▶ _Data excerpts_:

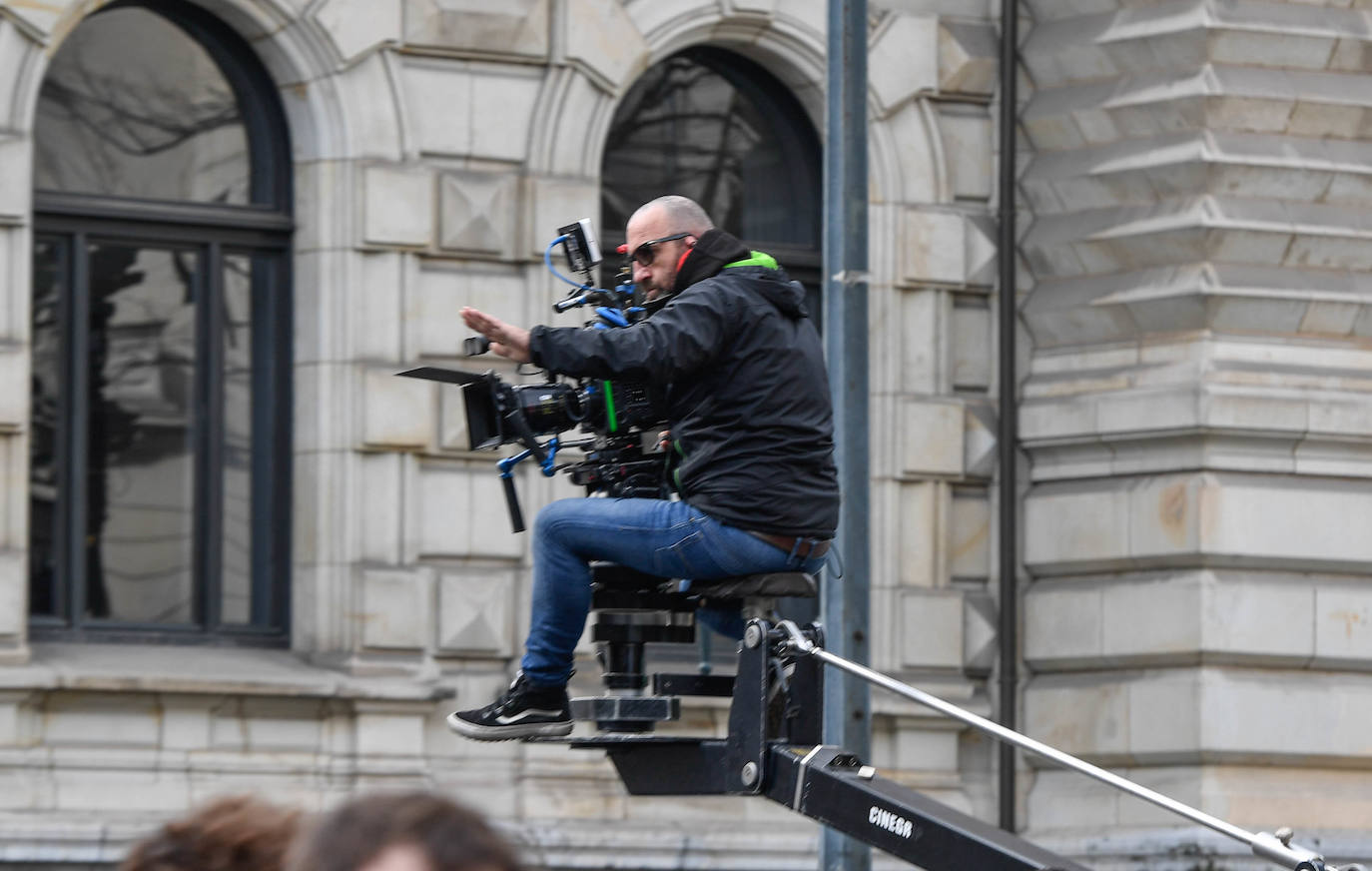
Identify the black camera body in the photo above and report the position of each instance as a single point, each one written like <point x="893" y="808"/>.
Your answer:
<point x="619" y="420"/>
...
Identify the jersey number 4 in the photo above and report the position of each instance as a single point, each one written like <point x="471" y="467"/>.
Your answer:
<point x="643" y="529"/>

▶ _Problem statement_:
How many lines of the preceding listing hold the string "written"? Answer with the number only.

▶ _Finished task_:
2